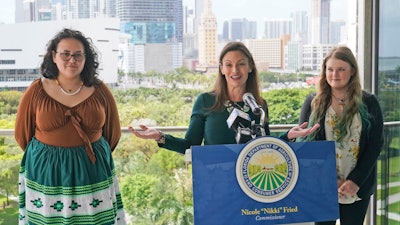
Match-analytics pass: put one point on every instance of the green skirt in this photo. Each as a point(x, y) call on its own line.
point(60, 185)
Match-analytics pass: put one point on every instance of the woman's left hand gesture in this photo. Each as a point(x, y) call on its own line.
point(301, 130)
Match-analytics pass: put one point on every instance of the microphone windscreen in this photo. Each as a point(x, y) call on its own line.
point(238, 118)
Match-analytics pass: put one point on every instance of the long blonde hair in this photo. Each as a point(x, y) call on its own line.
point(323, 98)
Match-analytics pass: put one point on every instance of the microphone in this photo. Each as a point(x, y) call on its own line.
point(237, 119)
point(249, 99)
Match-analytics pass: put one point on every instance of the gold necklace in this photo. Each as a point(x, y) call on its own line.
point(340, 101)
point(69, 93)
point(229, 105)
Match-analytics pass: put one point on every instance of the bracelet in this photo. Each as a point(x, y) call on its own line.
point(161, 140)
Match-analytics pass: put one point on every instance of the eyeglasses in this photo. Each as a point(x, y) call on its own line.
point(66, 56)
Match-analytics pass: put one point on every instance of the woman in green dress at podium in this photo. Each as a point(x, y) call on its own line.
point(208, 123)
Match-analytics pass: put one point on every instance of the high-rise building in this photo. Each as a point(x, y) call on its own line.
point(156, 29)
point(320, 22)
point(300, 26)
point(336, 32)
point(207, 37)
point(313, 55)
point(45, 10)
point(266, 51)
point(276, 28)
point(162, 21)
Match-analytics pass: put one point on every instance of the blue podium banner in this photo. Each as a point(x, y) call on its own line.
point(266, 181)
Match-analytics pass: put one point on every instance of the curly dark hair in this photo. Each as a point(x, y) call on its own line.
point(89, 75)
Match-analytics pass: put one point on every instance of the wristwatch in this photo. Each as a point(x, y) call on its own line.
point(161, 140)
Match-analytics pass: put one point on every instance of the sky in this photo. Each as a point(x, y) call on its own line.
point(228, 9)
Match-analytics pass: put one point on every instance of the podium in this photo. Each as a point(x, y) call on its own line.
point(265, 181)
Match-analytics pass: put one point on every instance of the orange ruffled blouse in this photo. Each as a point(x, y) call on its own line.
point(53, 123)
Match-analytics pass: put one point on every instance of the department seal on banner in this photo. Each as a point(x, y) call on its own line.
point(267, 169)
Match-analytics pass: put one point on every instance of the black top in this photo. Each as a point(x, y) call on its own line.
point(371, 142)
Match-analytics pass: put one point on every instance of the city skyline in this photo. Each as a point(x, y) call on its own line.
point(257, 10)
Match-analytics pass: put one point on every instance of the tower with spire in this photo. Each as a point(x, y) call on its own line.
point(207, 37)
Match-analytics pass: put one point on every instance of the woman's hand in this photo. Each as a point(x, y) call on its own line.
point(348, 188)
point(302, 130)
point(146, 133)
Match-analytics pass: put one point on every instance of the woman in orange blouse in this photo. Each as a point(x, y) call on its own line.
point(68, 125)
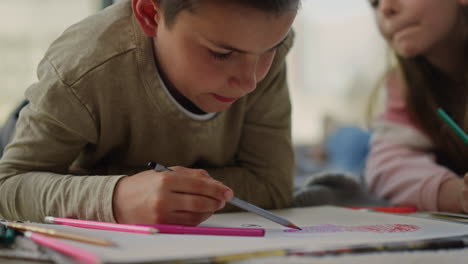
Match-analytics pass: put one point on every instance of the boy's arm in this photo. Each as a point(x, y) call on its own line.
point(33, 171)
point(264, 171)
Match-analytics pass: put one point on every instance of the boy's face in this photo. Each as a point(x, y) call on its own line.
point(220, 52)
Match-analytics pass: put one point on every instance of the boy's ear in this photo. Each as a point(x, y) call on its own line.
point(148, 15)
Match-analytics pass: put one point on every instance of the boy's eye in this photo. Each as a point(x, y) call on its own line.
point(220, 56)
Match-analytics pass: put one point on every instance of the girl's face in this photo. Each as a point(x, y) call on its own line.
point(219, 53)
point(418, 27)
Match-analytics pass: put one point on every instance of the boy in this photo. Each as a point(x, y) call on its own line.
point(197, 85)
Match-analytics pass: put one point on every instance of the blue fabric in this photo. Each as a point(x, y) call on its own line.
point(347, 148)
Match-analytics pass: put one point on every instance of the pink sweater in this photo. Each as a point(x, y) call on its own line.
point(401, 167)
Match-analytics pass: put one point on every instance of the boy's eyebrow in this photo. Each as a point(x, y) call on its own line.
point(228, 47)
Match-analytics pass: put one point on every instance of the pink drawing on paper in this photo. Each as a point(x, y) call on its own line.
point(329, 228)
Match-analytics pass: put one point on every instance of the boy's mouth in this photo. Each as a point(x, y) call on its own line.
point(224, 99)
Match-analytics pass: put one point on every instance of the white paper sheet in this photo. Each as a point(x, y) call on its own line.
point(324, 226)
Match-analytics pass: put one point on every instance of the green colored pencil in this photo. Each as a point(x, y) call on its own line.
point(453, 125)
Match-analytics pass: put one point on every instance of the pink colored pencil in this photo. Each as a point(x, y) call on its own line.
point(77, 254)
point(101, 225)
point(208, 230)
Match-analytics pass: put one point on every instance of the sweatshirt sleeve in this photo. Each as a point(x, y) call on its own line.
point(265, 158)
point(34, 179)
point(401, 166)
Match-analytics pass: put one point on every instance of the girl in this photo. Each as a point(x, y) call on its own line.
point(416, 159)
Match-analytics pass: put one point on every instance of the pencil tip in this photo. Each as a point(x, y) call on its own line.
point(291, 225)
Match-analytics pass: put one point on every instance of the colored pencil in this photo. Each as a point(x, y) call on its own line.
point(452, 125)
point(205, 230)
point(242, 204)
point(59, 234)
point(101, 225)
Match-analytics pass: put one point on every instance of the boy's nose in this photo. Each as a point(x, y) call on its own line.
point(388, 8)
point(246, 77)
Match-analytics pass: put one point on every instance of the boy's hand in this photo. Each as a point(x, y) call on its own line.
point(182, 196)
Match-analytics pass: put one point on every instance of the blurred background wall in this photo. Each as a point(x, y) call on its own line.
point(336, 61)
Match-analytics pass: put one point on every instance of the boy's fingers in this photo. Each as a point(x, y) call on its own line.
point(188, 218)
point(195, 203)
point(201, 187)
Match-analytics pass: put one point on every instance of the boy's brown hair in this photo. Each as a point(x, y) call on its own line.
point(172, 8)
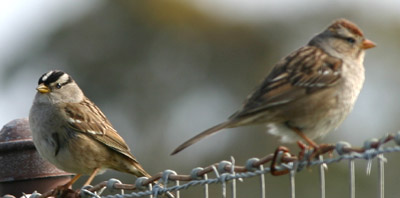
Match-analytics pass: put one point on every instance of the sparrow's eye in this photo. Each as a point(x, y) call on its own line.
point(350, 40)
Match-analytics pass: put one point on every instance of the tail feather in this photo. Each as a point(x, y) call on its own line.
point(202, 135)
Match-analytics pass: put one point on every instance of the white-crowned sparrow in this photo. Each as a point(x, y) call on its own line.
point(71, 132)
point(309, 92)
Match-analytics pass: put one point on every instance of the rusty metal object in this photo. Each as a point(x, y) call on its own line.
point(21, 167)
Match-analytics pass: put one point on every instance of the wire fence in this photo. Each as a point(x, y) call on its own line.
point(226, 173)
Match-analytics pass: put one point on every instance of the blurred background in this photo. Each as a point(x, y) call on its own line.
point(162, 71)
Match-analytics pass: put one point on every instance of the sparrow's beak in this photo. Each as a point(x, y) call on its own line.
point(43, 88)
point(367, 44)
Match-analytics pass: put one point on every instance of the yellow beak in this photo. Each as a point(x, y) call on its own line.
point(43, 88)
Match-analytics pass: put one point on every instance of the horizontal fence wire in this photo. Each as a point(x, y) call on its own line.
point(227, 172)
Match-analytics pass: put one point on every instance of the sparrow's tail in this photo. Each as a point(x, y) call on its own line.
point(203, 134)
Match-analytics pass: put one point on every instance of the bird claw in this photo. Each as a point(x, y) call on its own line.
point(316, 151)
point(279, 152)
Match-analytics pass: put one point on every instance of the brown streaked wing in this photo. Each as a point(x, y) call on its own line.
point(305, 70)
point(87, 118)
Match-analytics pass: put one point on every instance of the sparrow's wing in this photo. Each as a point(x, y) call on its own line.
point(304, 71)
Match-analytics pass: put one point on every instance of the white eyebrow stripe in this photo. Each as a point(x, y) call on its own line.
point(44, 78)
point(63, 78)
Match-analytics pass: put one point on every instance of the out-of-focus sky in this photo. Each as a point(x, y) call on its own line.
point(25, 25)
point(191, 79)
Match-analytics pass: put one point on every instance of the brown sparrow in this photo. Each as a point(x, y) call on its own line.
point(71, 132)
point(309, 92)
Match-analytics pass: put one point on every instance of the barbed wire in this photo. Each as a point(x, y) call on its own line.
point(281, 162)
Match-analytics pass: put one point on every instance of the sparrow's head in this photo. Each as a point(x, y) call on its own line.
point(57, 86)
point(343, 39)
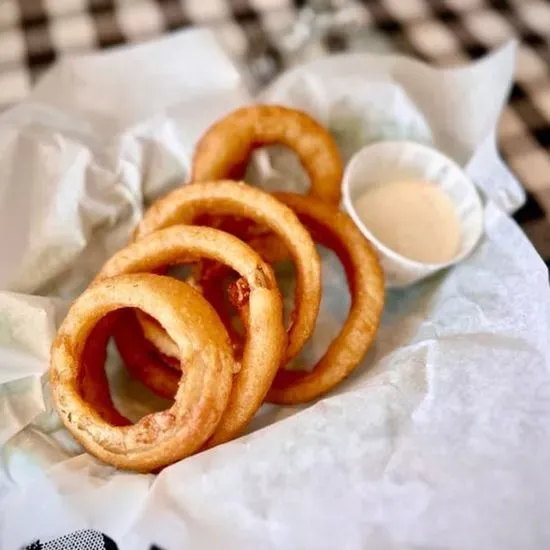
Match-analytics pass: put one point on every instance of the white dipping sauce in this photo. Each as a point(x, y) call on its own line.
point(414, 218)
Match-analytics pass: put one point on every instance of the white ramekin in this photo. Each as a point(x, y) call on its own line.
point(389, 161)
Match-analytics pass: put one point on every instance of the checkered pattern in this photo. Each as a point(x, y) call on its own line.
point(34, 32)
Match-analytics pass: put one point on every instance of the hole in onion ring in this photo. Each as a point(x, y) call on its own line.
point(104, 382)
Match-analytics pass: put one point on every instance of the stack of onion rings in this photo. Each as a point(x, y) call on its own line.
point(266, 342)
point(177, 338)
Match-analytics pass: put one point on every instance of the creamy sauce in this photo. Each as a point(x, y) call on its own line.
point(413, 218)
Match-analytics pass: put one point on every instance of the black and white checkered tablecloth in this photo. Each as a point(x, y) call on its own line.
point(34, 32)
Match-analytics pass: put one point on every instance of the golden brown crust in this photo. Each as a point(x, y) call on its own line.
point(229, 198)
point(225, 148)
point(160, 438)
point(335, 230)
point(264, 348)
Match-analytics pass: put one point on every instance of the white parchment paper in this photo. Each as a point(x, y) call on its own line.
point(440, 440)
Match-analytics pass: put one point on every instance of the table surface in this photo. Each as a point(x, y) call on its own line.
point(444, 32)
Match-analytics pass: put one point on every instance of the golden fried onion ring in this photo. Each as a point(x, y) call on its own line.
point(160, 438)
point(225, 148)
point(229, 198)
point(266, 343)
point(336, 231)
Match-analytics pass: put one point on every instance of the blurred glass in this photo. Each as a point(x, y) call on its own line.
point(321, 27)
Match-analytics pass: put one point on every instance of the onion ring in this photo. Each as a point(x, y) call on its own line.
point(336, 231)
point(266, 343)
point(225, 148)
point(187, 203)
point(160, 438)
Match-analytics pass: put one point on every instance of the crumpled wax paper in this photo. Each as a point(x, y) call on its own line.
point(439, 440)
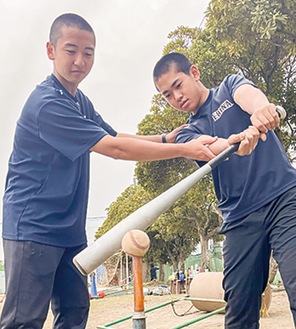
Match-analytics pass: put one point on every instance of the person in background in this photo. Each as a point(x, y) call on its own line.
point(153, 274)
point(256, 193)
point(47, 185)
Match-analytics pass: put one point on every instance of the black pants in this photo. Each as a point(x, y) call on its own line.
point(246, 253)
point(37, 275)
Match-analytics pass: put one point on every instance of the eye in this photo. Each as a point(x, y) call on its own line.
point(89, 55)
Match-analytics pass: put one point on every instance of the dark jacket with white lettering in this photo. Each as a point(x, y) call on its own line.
================================
▶ [SET PROBLEM]:
Convert the listing, starting at the line containing "woman in orange" and ending at the line containing "point(228, 47)", into a Markdown table with the columns Row and Listing line. Omit blank lines and pictures.

▶ [REPLY]:
| Row | Listing line |
|---|---|
| 1 | Match-analytics pass: put one point on every instance of the woman in orange blouse in this photo. Each as a point(x, y) call on its own line. |
| 2 | point(68, 125) |
| 3 | Match-analytics pass: put one point on every instance of the boy's arm in this photo. Each as a point(x, y) call on its own line. |
| 4 | point(33, 171) |
| 5 | point(264, 171) |
| 6 | Match-analytics pass: put one point on every instance of the boy's face in this photo. Each as a point(x, y) call on its own line. |
| 7 | point(220, 52) |
| 8 | Match-analytics pass: put one point on every instance of the boy's ear in this photo. Each as a point(x, y) call on its own line. |
| 9 | point(148, 15) |
| 10 | Match-analytics pass: put one point on every instance of the boy's eye in this photo. Each as a point(x, y) call on its own line. |
| 11 | point(220, 56) |
| 12 | Match-analytics pass: put one point on every instance of the girl's face in this photo. Each as a point(x, y) call on its own line. |
| 13 | point(219, 53) |
| 14 | point(418, 27) |
| 15 | Match-analytics pass: put one point on every instance of the boy in this photo. Each as a point(x, y) call on its own line. |
| 16 | point(197, 85) |
| 17 | Match-analytics pass: put one point on every instance of the blue fabric in this photo. Each as a point(x, y) call on its own line. |
| 18 | point(347, 148) |
| 19 | Match-analytics pass: put one point on every instance of the pink sweater in this photo. Each as a point(x, y) call on its own line. |
| 20 | point(401, 167) |
| 21 | Match-analytics pass: put one point on every instance of the boy's eyebrow in this photo. Each as a point(x, y) call on its own line. |
| 22 | point(228, 47) |